→ **What you should do**
Out of the material that follows, write out exactly the lines from the line with "Query: mud patch" to the line with "Task: annotate every instance of the black", both ends included, and no others.

→ **Material for this exercise**
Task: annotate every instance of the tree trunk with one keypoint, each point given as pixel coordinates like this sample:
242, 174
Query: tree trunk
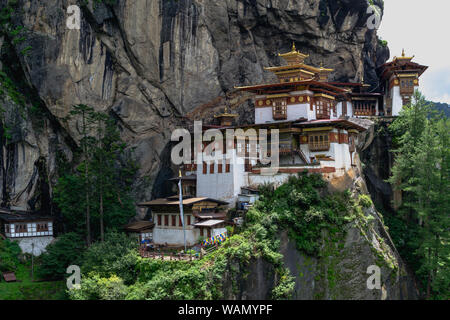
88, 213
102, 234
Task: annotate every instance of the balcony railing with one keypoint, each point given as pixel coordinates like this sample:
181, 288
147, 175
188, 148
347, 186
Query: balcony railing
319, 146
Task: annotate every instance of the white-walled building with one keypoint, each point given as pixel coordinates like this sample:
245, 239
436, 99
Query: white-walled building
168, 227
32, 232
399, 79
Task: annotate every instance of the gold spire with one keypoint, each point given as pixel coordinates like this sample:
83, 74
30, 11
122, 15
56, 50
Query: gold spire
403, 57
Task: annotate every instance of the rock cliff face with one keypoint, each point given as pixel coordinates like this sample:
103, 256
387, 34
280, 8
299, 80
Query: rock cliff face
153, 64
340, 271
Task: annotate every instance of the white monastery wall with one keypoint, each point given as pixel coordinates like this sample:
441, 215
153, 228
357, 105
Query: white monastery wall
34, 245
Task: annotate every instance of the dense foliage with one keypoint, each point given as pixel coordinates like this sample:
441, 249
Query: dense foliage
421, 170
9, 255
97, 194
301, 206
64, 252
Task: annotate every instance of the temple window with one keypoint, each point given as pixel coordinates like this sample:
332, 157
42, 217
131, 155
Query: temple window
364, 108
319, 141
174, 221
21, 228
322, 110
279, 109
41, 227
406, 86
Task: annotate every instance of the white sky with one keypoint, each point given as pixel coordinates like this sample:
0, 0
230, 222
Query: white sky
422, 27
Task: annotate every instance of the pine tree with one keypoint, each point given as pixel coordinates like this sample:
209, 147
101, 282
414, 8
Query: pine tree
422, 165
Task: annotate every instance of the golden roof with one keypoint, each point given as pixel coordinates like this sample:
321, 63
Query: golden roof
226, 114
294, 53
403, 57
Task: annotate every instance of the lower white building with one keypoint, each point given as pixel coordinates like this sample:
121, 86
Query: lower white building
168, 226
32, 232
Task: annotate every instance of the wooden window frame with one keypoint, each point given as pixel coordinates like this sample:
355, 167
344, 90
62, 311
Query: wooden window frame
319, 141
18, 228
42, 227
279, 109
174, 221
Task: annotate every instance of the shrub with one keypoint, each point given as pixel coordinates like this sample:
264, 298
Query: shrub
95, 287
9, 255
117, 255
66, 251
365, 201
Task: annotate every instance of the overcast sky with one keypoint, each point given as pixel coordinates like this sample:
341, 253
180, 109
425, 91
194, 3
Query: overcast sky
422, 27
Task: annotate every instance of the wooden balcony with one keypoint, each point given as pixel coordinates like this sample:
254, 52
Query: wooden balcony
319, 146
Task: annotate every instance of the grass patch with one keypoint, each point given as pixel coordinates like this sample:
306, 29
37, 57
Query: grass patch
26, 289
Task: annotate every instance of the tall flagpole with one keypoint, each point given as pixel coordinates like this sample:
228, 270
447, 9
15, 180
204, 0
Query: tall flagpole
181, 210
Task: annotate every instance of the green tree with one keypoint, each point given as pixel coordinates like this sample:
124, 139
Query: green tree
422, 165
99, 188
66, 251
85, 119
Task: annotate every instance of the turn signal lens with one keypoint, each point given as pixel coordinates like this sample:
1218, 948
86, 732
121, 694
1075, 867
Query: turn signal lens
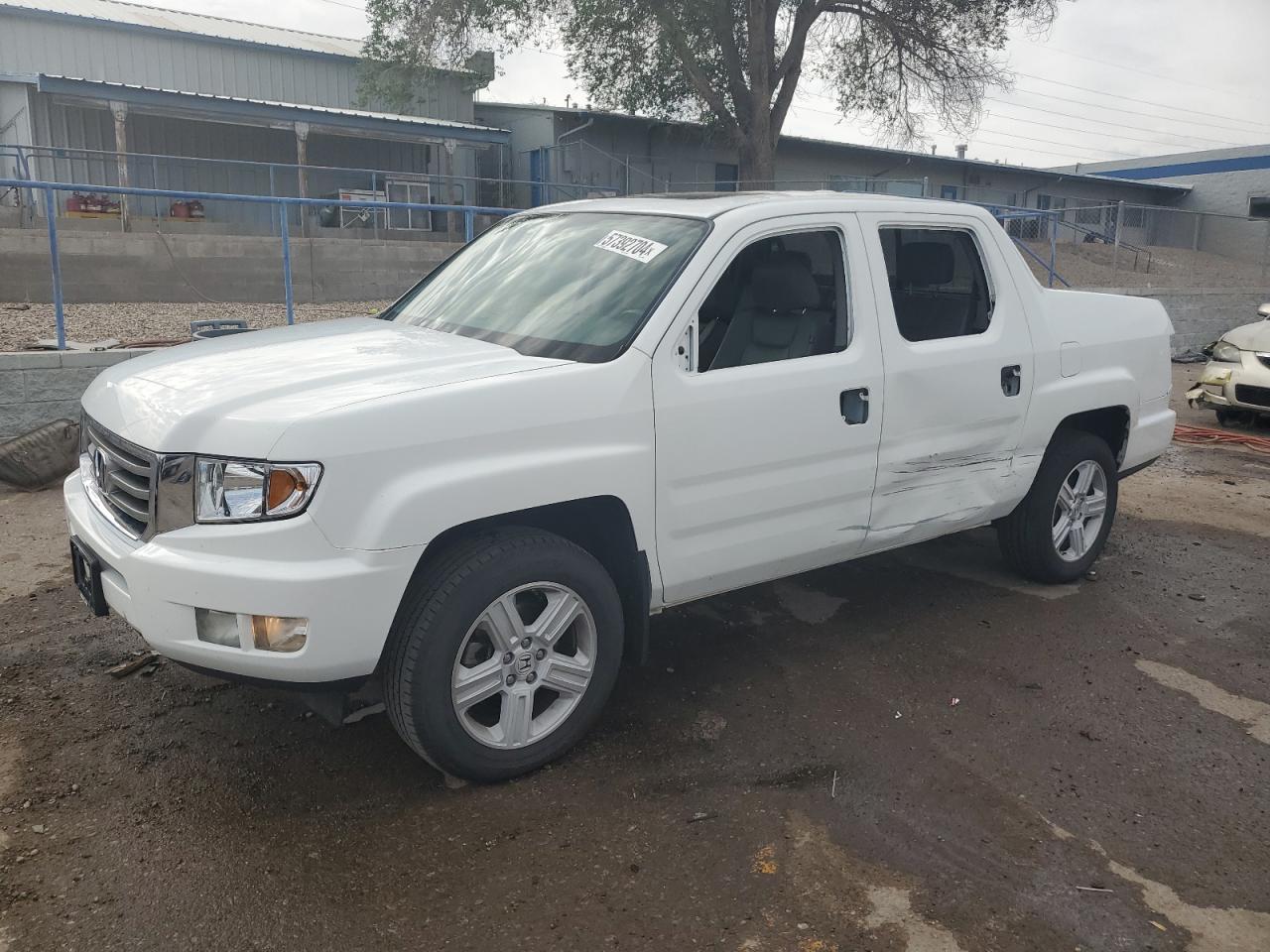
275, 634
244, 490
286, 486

* * *

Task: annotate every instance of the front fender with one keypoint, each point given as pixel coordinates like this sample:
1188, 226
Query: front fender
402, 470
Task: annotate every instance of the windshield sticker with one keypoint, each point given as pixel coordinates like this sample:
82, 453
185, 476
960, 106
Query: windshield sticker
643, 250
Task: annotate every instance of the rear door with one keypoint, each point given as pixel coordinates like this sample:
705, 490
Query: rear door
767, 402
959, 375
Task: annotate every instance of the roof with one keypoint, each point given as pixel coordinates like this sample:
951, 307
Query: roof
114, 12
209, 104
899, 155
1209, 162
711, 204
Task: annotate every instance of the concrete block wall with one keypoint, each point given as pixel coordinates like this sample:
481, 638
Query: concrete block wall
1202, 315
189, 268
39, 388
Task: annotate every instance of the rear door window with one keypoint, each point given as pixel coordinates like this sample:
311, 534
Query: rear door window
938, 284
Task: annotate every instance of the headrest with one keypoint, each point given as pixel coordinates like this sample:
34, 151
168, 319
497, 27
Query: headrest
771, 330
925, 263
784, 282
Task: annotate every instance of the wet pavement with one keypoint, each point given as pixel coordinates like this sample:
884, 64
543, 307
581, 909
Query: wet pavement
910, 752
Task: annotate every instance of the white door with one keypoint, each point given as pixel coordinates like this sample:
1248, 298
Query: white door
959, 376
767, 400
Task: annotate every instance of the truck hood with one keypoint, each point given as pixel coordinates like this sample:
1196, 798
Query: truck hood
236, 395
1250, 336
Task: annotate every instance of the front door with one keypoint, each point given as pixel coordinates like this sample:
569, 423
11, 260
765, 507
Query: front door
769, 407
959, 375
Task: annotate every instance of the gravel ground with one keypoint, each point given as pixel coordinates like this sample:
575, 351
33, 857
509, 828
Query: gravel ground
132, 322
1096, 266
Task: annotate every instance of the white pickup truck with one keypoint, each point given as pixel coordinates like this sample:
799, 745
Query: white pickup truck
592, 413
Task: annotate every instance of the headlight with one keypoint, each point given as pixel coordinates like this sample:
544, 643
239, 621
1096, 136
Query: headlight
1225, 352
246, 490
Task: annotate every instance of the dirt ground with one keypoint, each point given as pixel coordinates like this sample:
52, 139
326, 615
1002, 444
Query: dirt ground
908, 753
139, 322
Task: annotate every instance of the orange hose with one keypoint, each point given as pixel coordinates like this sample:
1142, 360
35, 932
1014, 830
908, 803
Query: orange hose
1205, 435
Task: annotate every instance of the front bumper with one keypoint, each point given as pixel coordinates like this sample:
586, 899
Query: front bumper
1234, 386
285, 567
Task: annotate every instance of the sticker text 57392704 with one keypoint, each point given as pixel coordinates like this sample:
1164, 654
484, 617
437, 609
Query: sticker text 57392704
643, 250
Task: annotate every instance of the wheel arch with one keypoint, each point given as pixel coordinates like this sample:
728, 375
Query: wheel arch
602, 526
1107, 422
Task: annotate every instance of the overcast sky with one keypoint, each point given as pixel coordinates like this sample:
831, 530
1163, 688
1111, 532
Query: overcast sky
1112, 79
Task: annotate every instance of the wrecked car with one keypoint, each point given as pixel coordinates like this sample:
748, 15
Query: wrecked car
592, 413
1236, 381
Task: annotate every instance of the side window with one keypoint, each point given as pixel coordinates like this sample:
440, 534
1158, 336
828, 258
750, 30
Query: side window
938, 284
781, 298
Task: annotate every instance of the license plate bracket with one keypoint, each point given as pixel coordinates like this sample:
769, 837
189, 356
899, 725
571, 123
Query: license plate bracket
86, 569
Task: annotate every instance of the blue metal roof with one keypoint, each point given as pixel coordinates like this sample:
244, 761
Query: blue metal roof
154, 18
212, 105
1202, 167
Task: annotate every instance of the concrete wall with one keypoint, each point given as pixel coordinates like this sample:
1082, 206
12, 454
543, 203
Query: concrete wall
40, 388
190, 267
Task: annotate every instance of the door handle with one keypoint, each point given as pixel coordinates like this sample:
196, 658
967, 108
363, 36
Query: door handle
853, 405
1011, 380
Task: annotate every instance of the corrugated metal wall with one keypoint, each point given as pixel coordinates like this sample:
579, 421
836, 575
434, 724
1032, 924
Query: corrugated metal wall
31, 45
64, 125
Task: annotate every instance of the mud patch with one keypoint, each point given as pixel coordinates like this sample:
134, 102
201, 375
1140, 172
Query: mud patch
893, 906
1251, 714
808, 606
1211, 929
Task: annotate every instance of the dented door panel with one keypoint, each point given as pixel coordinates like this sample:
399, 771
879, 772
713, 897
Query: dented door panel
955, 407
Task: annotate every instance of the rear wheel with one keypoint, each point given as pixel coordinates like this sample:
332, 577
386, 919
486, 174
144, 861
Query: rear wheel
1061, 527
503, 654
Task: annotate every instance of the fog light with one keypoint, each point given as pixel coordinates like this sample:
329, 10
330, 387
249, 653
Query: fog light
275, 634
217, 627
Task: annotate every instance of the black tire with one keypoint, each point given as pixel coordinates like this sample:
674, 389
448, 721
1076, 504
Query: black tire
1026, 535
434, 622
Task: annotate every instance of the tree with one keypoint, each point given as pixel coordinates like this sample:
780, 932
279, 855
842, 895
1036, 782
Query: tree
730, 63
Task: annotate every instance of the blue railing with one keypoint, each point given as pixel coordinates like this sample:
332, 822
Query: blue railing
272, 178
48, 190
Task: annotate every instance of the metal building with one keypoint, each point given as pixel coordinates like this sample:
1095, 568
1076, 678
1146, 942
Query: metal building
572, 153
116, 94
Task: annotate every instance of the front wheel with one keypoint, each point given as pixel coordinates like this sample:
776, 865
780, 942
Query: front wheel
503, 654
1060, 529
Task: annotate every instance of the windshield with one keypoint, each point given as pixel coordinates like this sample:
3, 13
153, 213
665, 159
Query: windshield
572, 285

* * *

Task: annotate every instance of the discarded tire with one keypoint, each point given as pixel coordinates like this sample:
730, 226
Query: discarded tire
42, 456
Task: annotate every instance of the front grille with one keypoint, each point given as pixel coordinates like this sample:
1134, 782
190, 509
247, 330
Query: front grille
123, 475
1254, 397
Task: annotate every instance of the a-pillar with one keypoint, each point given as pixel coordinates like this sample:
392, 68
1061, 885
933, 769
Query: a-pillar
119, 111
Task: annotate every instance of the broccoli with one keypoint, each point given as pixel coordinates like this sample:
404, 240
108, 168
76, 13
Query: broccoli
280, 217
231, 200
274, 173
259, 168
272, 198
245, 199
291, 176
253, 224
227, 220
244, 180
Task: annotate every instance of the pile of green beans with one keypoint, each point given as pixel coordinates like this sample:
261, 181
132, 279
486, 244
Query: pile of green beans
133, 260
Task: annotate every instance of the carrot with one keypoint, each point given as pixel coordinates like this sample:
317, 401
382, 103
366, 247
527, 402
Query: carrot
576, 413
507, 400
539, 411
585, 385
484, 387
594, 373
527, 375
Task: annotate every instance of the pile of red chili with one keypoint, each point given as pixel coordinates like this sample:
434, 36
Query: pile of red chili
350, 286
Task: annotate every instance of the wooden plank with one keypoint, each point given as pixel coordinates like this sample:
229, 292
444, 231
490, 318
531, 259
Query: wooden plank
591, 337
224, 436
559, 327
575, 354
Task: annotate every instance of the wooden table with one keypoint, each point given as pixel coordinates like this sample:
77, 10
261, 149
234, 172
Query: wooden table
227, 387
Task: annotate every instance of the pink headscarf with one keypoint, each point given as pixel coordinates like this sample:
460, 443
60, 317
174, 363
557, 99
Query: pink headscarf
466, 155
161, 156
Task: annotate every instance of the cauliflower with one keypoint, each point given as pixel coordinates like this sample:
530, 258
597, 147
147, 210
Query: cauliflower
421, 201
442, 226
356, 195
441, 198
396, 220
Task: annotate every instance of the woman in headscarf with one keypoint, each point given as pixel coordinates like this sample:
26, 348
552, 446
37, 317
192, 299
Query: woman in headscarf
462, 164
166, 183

→ **Task response**
Query: mud patch
893, 906
1251, 714
808, 606
1211, 929
Task: annotate every instance of the dented door panel with one keypoint, each point given as pixel coordinates like this sample:
399, 771
879, 772
713, 897
Query: dented door panel
955, 407
Task: annotate every instance of the rear wheel with one keypoint, each point given as pixel coordinates like this sample:
332, 577
386, 919
486, 174
144, 861
Query: rear wheel
1061, 527
503, 654
Task: annotate every instance of the fog light with one keypoint, each point given as pixel coordinates like this sample:
329, 10
330, 387
249, 653
Query: fog light
275, 634
217, 627
Task: annotate every instance of the black tire with one keypoint, each point given as pixel coordinates like this sample:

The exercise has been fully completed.